::: Records :::

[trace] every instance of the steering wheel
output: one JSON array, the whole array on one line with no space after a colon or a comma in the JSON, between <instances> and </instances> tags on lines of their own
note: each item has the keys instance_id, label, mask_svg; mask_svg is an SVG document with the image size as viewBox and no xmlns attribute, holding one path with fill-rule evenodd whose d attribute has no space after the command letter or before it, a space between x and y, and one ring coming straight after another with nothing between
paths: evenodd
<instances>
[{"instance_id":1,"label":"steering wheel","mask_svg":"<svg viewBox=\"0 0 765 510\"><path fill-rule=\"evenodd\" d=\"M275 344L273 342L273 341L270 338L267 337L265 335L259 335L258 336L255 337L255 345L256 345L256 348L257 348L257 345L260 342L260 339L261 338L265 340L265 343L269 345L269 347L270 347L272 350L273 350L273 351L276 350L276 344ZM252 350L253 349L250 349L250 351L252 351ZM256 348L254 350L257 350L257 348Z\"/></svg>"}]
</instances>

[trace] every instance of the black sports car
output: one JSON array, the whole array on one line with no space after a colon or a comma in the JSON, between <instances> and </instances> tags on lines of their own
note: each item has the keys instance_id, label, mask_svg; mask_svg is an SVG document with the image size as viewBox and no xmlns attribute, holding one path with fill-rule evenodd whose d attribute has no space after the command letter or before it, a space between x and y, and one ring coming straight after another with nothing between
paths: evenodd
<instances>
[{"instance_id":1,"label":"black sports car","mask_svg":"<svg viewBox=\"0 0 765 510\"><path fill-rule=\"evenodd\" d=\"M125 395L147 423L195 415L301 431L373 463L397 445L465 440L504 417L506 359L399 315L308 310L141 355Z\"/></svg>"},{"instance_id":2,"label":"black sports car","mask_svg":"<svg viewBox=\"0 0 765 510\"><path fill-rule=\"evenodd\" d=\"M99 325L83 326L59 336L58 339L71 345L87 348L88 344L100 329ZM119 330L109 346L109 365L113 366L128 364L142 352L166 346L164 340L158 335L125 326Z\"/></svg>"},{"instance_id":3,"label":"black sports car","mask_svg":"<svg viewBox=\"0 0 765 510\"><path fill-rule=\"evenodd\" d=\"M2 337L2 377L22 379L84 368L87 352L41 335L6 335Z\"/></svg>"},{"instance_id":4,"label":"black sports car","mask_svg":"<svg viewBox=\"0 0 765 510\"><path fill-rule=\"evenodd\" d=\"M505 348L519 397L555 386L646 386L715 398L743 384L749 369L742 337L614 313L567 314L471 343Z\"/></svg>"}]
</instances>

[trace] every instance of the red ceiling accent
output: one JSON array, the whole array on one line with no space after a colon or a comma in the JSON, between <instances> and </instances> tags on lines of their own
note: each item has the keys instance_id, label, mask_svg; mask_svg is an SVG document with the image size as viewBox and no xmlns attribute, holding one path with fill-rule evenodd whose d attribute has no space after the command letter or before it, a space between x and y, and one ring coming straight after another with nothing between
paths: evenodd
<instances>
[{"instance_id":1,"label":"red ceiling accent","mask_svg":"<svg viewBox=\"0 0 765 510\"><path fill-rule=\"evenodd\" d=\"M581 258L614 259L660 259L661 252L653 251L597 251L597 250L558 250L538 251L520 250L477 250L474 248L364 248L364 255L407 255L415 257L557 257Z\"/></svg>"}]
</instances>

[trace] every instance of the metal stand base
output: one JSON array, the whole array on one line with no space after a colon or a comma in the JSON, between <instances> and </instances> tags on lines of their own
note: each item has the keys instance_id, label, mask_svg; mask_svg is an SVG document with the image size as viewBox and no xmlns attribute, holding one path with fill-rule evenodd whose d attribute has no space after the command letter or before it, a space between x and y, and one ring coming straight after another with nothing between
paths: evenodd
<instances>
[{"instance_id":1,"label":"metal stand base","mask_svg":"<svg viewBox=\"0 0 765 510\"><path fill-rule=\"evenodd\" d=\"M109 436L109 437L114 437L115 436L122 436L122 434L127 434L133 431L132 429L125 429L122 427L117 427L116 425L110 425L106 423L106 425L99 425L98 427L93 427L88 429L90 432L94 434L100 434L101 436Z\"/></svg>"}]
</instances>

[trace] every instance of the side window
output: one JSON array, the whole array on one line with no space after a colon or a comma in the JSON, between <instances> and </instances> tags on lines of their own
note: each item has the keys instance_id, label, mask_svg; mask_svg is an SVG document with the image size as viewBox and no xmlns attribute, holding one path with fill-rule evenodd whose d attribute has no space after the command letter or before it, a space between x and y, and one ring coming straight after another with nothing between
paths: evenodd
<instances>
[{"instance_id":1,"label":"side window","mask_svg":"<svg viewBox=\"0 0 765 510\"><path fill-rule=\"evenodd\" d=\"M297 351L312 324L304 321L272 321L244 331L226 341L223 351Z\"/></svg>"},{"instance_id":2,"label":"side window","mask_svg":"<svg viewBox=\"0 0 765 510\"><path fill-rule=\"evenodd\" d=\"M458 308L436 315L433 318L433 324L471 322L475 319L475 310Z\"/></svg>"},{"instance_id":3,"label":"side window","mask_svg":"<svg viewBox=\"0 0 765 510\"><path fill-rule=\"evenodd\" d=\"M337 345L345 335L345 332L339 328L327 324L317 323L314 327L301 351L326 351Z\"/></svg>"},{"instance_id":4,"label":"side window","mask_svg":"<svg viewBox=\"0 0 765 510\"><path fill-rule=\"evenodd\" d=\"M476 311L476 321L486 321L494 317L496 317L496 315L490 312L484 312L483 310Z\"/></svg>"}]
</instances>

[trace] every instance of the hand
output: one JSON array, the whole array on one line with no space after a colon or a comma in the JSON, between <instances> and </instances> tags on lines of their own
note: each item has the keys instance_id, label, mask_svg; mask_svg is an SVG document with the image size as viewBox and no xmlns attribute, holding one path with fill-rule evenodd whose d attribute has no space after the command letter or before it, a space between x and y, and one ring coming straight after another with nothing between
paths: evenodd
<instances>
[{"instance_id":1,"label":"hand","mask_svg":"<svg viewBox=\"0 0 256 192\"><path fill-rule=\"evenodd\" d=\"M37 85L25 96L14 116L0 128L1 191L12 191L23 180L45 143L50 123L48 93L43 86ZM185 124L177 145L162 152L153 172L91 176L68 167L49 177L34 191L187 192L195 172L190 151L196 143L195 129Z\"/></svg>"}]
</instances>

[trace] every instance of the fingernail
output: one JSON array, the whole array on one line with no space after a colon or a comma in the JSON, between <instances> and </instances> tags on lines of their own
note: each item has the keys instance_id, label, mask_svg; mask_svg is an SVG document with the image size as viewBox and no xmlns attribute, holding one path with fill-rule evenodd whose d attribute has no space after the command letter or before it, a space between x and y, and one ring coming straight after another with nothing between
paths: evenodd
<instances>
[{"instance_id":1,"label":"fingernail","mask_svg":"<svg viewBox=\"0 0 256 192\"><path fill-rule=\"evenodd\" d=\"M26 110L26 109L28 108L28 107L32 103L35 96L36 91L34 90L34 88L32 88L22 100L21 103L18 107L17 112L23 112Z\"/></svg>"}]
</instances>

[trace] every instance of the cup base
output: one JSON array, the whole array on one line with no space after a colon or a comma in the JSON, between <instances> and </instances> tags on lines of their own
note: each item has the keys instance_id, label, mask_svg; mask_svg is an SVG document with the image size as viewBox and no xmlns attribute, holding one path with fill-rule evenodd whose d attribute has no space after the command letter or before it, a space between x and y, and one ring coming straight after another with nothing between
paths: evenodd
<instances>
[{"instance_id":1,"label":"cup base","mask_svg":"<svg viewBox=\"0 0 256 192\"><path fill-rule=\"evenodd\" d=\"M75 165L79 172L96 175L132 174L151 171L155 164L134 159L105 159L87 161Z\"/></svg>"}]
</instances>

:::

Rewrite all of the data above as a JSON array of strings, one string per line, with blank lines omitted.

[
  "[trace] every instance of the steering wheel",
  "output: one JSON array, the whole array on one line with no space after a colon or a comma in the JSON, between <instances> and </instances> tags on lines of their own",
  "note: each item has the keys instance_id, label, mask_svg; mask_svg is an SVG document with the image size as viewBox and no xmlns attribute, holding one path with fill-rule evenodd whose d attribute has no space after the command letter or before it, a space between x and y, and one ring coming straight after another with nothing between",
  "paths: evenodd",
  "<instances>",
  "[{\"instance_id\":1,\"label\":\"steering wheel\",\"mask_svg\":\"<svg viewBox=\\\"0 0 765 510\\\"><path fill-rule=\\\"evenodd\\\" d=\\\"M275 344L273 342L273 341L270 338L267 337L265 335L259 335L258 336L255 337L255 345L256 345L256 348L257 348L257 345L260 342L260 339L261 338L265 340L265 343L269 345L269 347L270 347L272 350L273 350L273 351L276 350L276 344ZM252 350L253 349L250 349L250 351L252 351ZM256 348L254 350L257 350L257 348Z\\\"/></svg>\"}]",
  "</instances>",
  "[trace] every instance of the black sports car",
  "output: one JSON array, the whole array on one line with no space after a colon or a comma in the JSON, between <instances> and </instances> tags on lines of their own",
  "note: each item has the keys instance_id, label, mask_svg; mask_svg is an SVG document with the image size as viewBox and no xmlns attribute, holding one path with fill-rule evenodd whose d attribute has no space after the command letter or before it, a space between x and y, and one ring coming straight after another with nothing between",
  "paths: evenodd",
  "<instances>",
  "[{\"instance_id\":1,\"label\":\"black sports car\",\"mask_svg\":\"<svg viewBox=\\\"0 0 765 510\\\"><path fill-rule=\\\"evenodd\\\" d=\\\"M125 395L147 423L195 415L301 431L373 463L397 445L465 440L504 417L506 359L399 315L308 310L141 355Z\\\"/></svg>\"},{\"instance_id\":2,\"label\":\"black sports car\",\"mask_svg\":\"<svg viewBox=\\\"0 0 765 510\\\"><path fill-rule=\\\"evenodd\\\" d=\\\"M99 325L83 326L59 336L58 339L71 345L87 348L88 344L100 329ZM119 330L109 346L109 365L113 366L128 364L142 352L166 346L164 340L158 335L125 326Z\\\"/></svg>\"},{\"instance_id\":3,\"label\":\"black sports car\",\"mask_svg\":\"<svg viewBox=\\\"0 0 765 510\\\"><path fill-rule=\\\"evenodd\\\" d=\\\"M2 337L2 377L22 379L84 368L87 352L41 335L6 335Z\\\"/></svg>\"},{\"instance_id\":4,\"label\":\"black sports car\",\"mask_svg\":\"<svg viewBox=\\\"0 0 765 510\\\"><path fill-rule=\\\"evenodd\\\" d=\\\"M505 348L519 397L555 386L646 386L715 398L743 384L749 369L742 337L614 313L567 314L471 343Z\\\"/></svg>\"}]",
  "</instances>",
  "[trace] every instance of the red ceiling accent",
  "output: one JSON array, the whole array on one line with no space after a colon or a comma in the JSON, between <instances> and </instances> tags on lines of their own",
  "note: each item has the keys instance_id, label, mask_svg; mask_svg is an SVG document with the image size as viewBox and no xmlns attribute, holding one path with fill-rule evenodd whose d attribute has no space after the command letter or before it, a space between x and y, and one ring coming straight after another with nothing between",
  "paths: evenodd",
  "<instances>",
  "[{\"instance_id\":1,\"label\":\"red ceiling accent\",\"mask_svg\":\"<svg viewBox=\\\"0 0 765 510\\\"><path fill-rule=\\\"evenodd\\\" d=\\\"M581 258L614 259L660 259L661 252L653 251L597 251L597 250L558 250L538 251L520 250L477 250L474 248L364 248L364 255L407 255L415 257L557 257Z\\\"/></svg>\"}]",
  "</instances>",
  "[trace] every instance of the metal stand base",
  "output: one JSON array, the whole array on one line with no space after a colon or a comma in the JSON, between <instances> and </instances> tags on lines of their own",
  "note: each item has the keys instance_id, label, mask_svg; mask_svg is an SVG document with the image size as viewBox and no xmlns attribute, holding one path with fill-rule evenodd whose d attribute has no space after the command letter or before it, a space between x and y, and one ring coming straight after another with nothing between",
  "paths: evenodd",
  "<instances>",
  "[{\"instance_id\":1,\"label\":\"metal stand base\",\"mask_svg\":\"<svg viewBox=\\\"0 0 765 510\\\"><path fill-rule=\\\"evenodd\\\" d=\\\"M109 436L109 437L114 437L115 436L122 436L122 434L127 434L133 431L132 429L125 429L122 427L117 427L116 425L110 425L106 423L106 425L99 425L98 427L93 427L88 429L90 432L94 434L100 434L101 436Z\\\"/></svg>\"}]",
  "</instances>",
  "[trace] every instance of the side window",
  "output: one JSON array, the whole array on one line with no space after a colon or a comma in the JSON, between <instances> and </instances> tags on lines of their own",
  "note: each item has the keys instance_id, label, mask_svg; mask_svg is an SVG document with the image size as viewBox and no xmlns attribute, holding one path with fill-rule evenodd whose d attribute has no space after the command letter or before it, a space between x and y, and one ring coming straight after another with nothing between",
  "paths: evenodd",
  "<instances>",
  "[{\"instance_id\":1,\"label\":\"side window\",\"mask_svg\":\"<svg viewBox=\\\"0 0 765 510\\\"><path fill-rule=\\\"evenodd\\\" d=\\\"M297 351L312 324L304 321L272 321L244 331L226 341L223 351Z\\\"/></svg>\"},{\"instance_id\":2,\"label\":\"side window\",\"mask_svg\":\"<svg viewBox=\\\"0 0 765 510\\\"><path fill-rule=\\\"evenodd\\\" d=\\\"M458 308L436 315L433 318L433 324L471 322L475 319L475 310Z\\\"/></svg>\"},{\"instance_id\":3,\"label\":\"side window\",\"mask_svg\":\"<svg viewBox=\\\"0 0 765 510\\\"><path fill-rule=\\\"evenodd\\\" d=\\\"M337 345L345 335L345 332L339 328L327 324L317 323L314 327L301 351L326 351Z\\\"/></svg>\"},{\"instance_id\":4,\"label\":\"side window\",\"mask_svg\":\"<svg viewBox=\\\"0 0 765 510\\\"><path fill-rule=\\\"evenodd\\\" d=\\\"M476 311L476 321L486 321L494 317L496 317L496 315L490 312L484 312L483 310Z\\\"/></svg>\"}]",
  "</instances>",
  "[trace] every instance of the hand",
  "output: one JSON array, the whole array on one line with no space after a colon or a comma in the JSON, between <instances> and </instances> tags on lines of their own",
  "note: each item has the keys instance_id, label, mask_svg; mask_svg is an SVG document with the image size as viewBox and no xmlns attribute, holding one path with fill-rule evenodd whose d attribute has no space after the command letter or before it, a space between x and y, and one ring coming straight after another with nothing between",
  "paths: evenodd",
  "<instances>",
  "[{\"instance_id\":1,\"label\":\"hand\",\"mask_svg\":\"<svg viewBox=\\\"0 0 256 192\\\"><path fill-rule=\\\"evenodd\\\" d=\\\"M37 85L25 96L14 116L0 128L1 191L12 191L23 180L45 143L50 123L48 93L43 86ZM185 124L177 145L162 152L153 172L91 176L68 167L49 177L34 191L187 192L195 172L190 151L196 143L195 129Z\\\"/></svg>\"}]",
  "</instances>",
  "[trace] every instance of the fingernail",
  "output: one JSON array, the whole array on one line with no space after a colon or a comma in the JSON, between <instances> and </instances> tags on lines of their own",
  "note: each item has the keys instance_id, label, mask_svg; mask_svg is an SVG document with the image size as viewBox and no xmlns attribute, holding one path with fill-rule evenodd whose d attribute has no space after the command letter or before it, a space between x and y, and one ring coming straight after another with nothing between",
  "paths: evenodd",
  "<instances>",
  "[{\"instance_id\":1,\"label\":\"fingernail\",\"mask_svg\":\"<svg viewBox=\\\"0 0 256 192\\\"><path fill-rule=\\\"evenodd\\\" d=\\\"M26 110L26 109L28 108L28 107L32 103L35 96L36 91L34 90L34 88L32 88L22 100L21 103L18 107L17 112L23 112Z\\\"/></svg>\"}]",
  "</instances>",
  "[trace] every instance of the cup base",
  "output: one JSON array, the whole array on one line with no space after a colon or a comma in the JSON, between <instances> and </instances> tags on lines of their own",
  "note: each item has the keys instance_id, label, mask_svg; mask_svg is an SVG document with the image size as viewBox and no xmlns attribute, holding one path with fill-rule evenodd whose d attribute has no space after the command letter or before it, a space between x and y, and one ring coming straight after another with nothing between",
  "paths: evenodd",
  "<instances>",
  "[{\"instance_id\":1,\"label\":\"cup base\",\"mask_svg\":\"<svg viewBox=\\\"0 0 256 192\\\"><path fill-rule=\\\"evenodd\\\" d=\\\"M75 165L79 172L96 175L132 174L151 171L155 164L134 159L105 159L87 161Z\\\"/></svg>\"}]",
  "</instances>"
]